▶ _Exercise prompt_:
Reproduce everything in the Elizabeth A. Stuart profile below, from "Stuart’s primary areas" down to "at Johns Hopkins.".

▶ _Passage_:
++++++
1 March 2020 2,222 views No Comment

Elizabeth A. Stuart
Professor of Mental Health, Biostatistics, and Health Policy and Management
Associate Dean for Education
Johns Hopkins Bloomberg School of Public Health

Educational Background:
PhD, Statistics, Harvard University
AB, Mathematics (Major), Chemistry (Minor), Smith College

Elizabeth A. Stuart is a statistician by training who works at the interface of statistical methods and public health, with particular expertise in methods for estimating causal effects. Big picture, Stuart is interested in the trade-offs between different study designs for estimating causal effects and how to increase the internal validity of nonexperimental studies (using methods such as propensity scores) and the external validity of randomized trials. She is committed to the dissemination and translation of statistical methods to broad audiences, and many of her papers aim to provide tutorials on methods or guidance for best practice of statistical methods.

Stuart’s primary areas of application include mental health, substance use, gun violence, education, and policy evaluation, including co-directing the JHSPH Center for Mental Health and Addiction Policy Research and co-leading an evaluation component of a Bloomberg opioids initiative. One of her proudest accomplishments is publishing first-authored papers in substance use, autism, and other fields in addition to her methodological work.

Stuart is a fellow of the American Statistical Association and has been recognized with the mid-career award from the ASA Health Policy Statistics Section, the Gertrude Cox Award for applied statistics, and the Myrto Lefkopoulou award from the Harvard University Department of Biostatistics. She is also particularly proud of the teaching and mentoring awards she has received at Johns Hopkins.

Stuart grew up in Laconia, New Hampshire (and still gets back there whenever she can). While studying for her undergraduate degree at Smith College, she knew she wanted to “save the world through math” but had no idea what that meant or how to do it (this was before Smith developed a strong data science and statistics program). After college, she worked as a research assistant at Mathematica Policy Research, which is where she discovered statistics as a way to link her interests in public policy, the social sciences, and mathematics. She returned to Mathematica for two years after graduate school, and then found her way to public health, where she feels lucky to be able to apply statistical methods and thinking across a range of important application areas and to work in a highly collaborative, collegial, and interdisciplinary environment.
++++++
▶ _Supplied entries_:

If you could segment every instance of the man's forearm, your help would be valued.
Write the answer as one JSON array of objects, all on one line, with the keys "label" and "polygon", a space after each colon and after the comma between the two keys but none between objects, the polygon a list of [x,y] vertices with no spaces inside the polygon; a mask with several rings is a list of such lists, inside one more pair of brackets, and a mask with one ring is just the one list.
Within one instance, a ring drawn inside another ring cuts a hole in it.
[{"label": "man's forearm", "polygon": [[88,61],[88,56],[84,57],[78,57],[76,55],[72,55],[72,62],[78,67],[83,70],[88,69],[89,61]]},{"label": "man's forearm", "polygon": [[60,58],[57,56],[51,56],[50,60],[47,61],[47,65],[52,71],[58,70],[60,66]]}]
++++++
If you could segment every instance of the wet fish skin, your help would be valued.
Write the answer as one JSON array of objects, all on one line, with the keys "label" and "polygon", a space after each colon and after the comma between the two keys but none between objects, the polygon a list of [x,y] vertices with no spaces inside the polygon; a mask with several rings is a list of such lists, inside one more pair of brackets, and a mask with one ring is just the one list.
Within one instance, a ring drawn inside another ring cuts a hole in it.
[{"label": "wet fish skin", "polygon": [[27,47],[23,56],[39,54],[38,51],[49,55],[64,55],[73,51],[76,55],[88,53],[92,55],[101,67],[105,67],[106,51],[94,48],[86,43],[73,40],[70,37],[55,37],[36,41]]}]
++++++
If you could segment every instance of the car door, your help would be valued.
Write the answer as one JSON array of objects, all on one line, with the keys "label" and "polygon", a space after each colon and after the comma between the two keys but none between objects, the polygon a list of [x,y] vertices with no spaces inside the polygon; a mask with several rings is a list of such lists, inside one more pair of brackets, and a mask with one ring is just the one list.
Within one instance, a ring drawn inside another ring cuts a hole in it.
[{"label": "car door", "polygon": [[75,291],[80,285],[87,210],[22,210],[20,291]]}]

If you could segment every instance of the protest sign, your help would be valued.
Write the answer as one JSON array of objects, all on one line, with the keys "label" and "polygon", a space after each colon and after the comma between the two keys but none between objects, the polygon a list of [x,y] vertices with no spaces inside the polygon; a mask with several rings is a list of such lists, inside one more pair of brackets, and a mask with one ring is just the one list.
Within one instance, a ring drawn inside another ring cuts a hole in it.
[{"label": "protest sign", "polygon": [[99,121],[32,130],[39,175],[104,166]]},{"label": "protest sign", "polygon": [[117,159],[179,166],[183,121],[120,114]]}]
++++++
▶ _Response to this task_:
Stuart’s primary areas of application include mental health, substance use, gun violence, education, and policy evaluation, including co-directing the JHSPH Center for Mental Health and Addiction Policy Research and co-leading an evaluation component of a Bloomberg opioids initiative. One of her proudest accomplishments is publishing first-authored papers in substance use, autism, and other fields in addition to her methodological work.

Stuart is a fellow of the American Statistical Association and has been recognized with the mid-career award from the ASA Health Policy Statistics Section, the Gertrude Cox Award for applied statistics, and the Myrto Lefkopoulou award from the Harvard University Department of Biostatistics. She is also particularly proud of the teaching and mentoring awards she has received at Johns Hopkins.